WAILUKU - Nobody came out last week and demanded that the Maui County Council chuck out its two-year-old Residential Workforce Housing ordinance, but developers and nonprofit leaders said it needs some tweaking to be more effective.
Some developers would like to see the controversial ordinance ditched. However, more importantly, they probably didn't want to sour relationships with council members who support the measure, a few observers said Wednesday.
Public Services Committee Chairman Wayne Nishiki took up the required review of the ordinance in the new committee's first meeting of the year. The ordinance requires developers of five or more market-priced residences to build 40 percent to 50 percent of the total project as affordable homes either on-site or somewhere in the same community plan area - or contribute land or cash payments in lieu of new homes. The panel will revisit the issue Wednesday.
"At our next meeting now we can start fresh and start head on into discussions of the ordinance," Nishiki said after listening to about a dozen speakers last Wednesday.
He also called on council members to submit possible ordinance amendments in writing.
Many of the amendments recommended by developers and nonprofit builders Wednesday were the same. They also shared similar reasoning: A lack of homes built in the past two years proves the ordinance is flawed, and the economic downturn necessitates extra incentives to build.

* [EXTRACTED ENTRIES]:
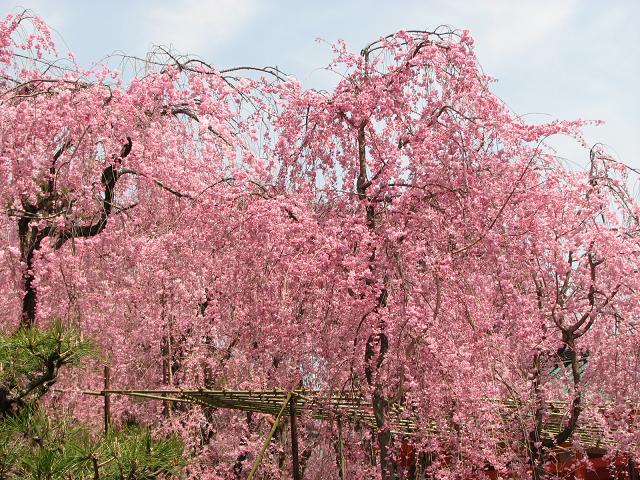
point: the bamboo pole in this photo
(267, 440)
(295, 462)
(107, 399)
(341, 460)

* [OBJECTIVE 1]: In the article on Maui County's workforce housing ordinance, what share of the total project must developers of five or more market-priced residences build as affordable homes?
* [OBJECTIVE 2]: Return the passage of the Maui housing ordinance article starting at "WAILUKU - Nobody" and ending at "be more effective.", with no changes.
* [OBJECTIVE 3]: Write the next part of the article on the Maui County workforce housing ordinance, picking up after its final sentence.

* [EXERCISE OUTPUT 1]: 40 percent to 50 percent of the total project.

* [EXERCISE OUTPUT 2]:
WAILUKU - Nobody came out last week and demanded that the Maui County Council chuck out its two-year-old Residential Workforce Housing ordinance, but developers and nonprofit leaders said it needs some tweaking to be more effective.

* [EXERCISE OUTPUT 3]:
But some council members argue that the ordinance is already a success because projects have been approved under the ordinance but have been held up only because of the sour housing market and the broken national home lending system. Construction of affordable homes will pick up once the housing market gets back on track, proponents said.
Here's several of the proposed fixes:
* Lower the affordable housing requirement to 30 percent to 40 percent.
* Let nonprofits, which often build projects consisting entirely of affordable homes and are then exempt from the law, qualify to sell home credits to developers for profit or financing.
* Allow 50 percent of the affordable homes a developer must build to be done outside the community plan area.
* Permit donations of land to include unimproved lots, which is land without roads, water and sewer access.
* Make the ordinance a "living document" that can be easily changed to match housing market deviations.
* For every affordable unit that a private developer builds, he or she should receive two credits to construct market-priced homes.
* Speed up the county's building permitting process.
"We need to put our people back to work," said former county Housing and Human Concerns Department Director Alice Lee, who had opposed the bill during her tenure. "We need to look at the tools in the ordinance and find a way to make it more attractive and make it work."
Lee owns a housing consulting firm. She represents several nonprofits that create affordable housing but said she wasn't speaking on behalf of any particular project.
KSD Hawaii President David Goode's development company built affordable homes in Makawao and market-priced homes in Kula, which was one of the few projects to follow the ordinance. He said he supports the framework, but it needs some work, such as removing 25-year deed restrictions that require the homes to remain affordable even in resale. In the process, it keeps Hawaii banks away as lenders, he said.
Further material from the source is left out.